** Provided records follows **

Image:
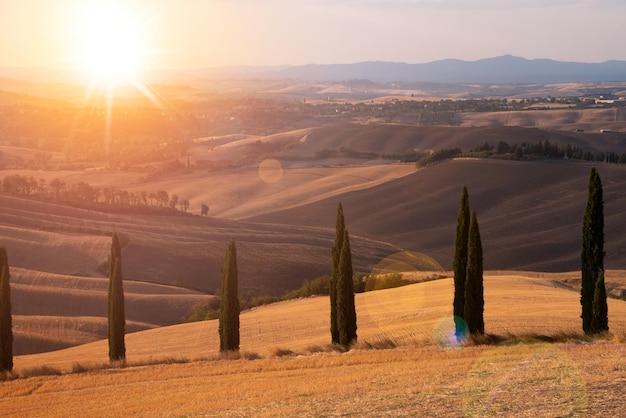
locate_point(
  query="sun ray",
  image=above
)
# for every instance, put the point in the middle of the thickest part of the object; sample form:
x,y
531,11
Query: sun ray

** End of Provided records **

> _What is required_
For the span from the line containing "image=above" through the last line of the entries above, transcribe each line exactly and leave out everything else.

> _Written response_
  image=above
)
# for every instance, put the point in the middle of the thickest part of the object; sample form:
x,y
531,11
Query: sun ray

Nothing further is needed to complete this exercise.